_Problem set_
[1] From the text on the cost of starting and financing a restaurant, list the restaurant types it ranks by performance, in order from best to worst.
[2] Extend the text on restaurant costs and financing, starting after its final sentence.

The cost of starting a restaurant

The total cost to start a restaurant depends on the location and the type of business. A handy infographic by Bid on Equipment based on data from a variety of sources, including the National Restaurant Association, shows that if you lease your restaurant space, you should plan for at least $495,000 to start. This includes first month’s rent and security deposit, insurance and licensing fees, food and equipment inventory, employees, and publicity. If you’re buying your space, you’ll pay somewhere in the neighborhood of $735,000 to get started.

Small advises those opening restaurants to budget at least $200-400 per square foot to install or overhaul construction and furniture, fixtures, and equipment. He says that taking over an existing restaurant can be deceptive in its costs, since much of the equipment, fixtures, and furniture in such spaces are not in good shape and must be replaced.

Interestingly, fast food franchises tend to be the most expensive restaurant type to open, but they’re also among the most successful. You’ll need $1.5 million to open a KFC and $2 million to $3.5 million for a Wendy’s. Behind fast food, fast casual tends to perform best, followed by fine dining, family dining, and casual dining. Despite fast food being at the top of that list, customers tend to state a preference for healthy dining options when choosing where to eat.

Financing a restaurant

If you have hundreds of thousands of dollars squirreled away in a bank account, financing won’t be an issue. Chances are that won’t be the case, but if it is, beware that it is very common for costs to far exceed what you expect.

Here are some options to consider if you aren’t flush with cash.


Some restaurateurs start their ventures with their own savings, or live extremely economically while starting out to retain as much money in the business as possible. This is a difficult way of starting a business — and may not even be possible for ventures with many upfront costs like restaurants — but it is also the best way to pursue your dream without owing anyone anything.

Friends and family:

Some people take money from friends and/or family to invest in their restaurant. This can have drawbacks, however: That person may want a stake in your business or a say in how you run things. And mixing personal relationships with business can get complicated fast. If you go this route, make sure you have everything in writing and reviewed by an attorney before you agree.

Other types of investors:

Crowdfunding is another option, especially if you have a unique concept that will appeal to the patrons of sites like Kickstarter or Indiegogo. Finding angel or venture capital financing is an option for some restaurants, though these will fit some food industry projects better than others. Most of these investors will have minimum requirements and/or are looking for novel concepts and extremely fast-growing businesses.

_Data section_
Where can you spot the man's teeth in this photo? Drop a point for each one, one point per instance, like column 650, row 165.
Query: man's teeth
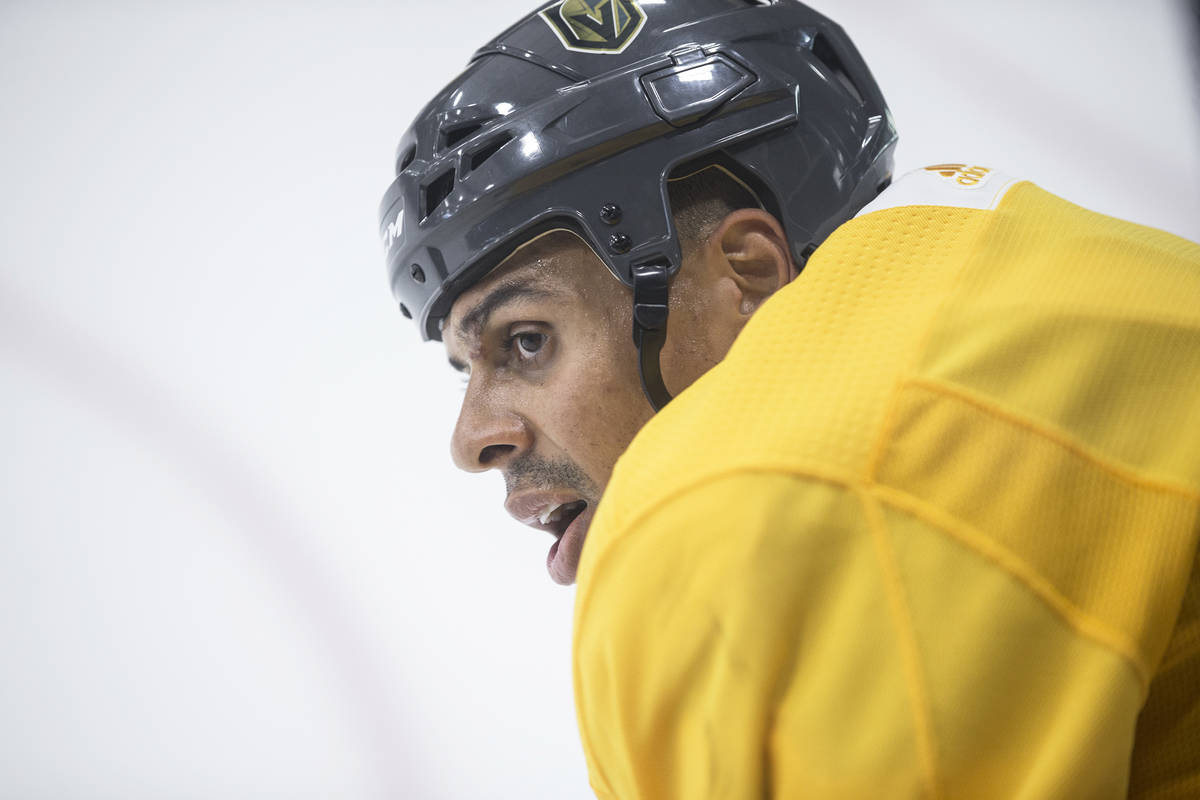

_Final answers_
[1] Fast food, fast casual, fine dining, family dining, casual dining

[2]
Bank financing:

Banks large and small give businesses loans and lines of credit to use for starting up a business. You may find you have the best luck with a small local lender that understands the benefits your business will have locally. Nonprofit lenders like credit unions can be especially helpful in this regard. Small business loans and lines of credit comes in many shapes, sizes, and costs, so do your homework before committing. Some loans are specific to equipment or other particular uses, while other types of financing can cover almost any business need. If you have difficulty getting a loan, the Small Business Administration offers SBA-backed loans through participating lenders designed to help those who have exhausted other options.

Alternative online financing:

New types of lenders are popping up online to fill gaps in the traditional bank lending landscape. Proceed cautiously here; many of these lenders give small, fast loans with high-interest rates and fees to borrowers who have no other options. Some online lenders, however, are less inclined to charge usurious amounts since they’re simply trying out new models, such as peer-to-peer lending. Which of these types of funding you can qualify for will depend on the nature and status of your business and your credit history.

Check out our top picks for the best restaurant loans here

Is the restaurant business right for you?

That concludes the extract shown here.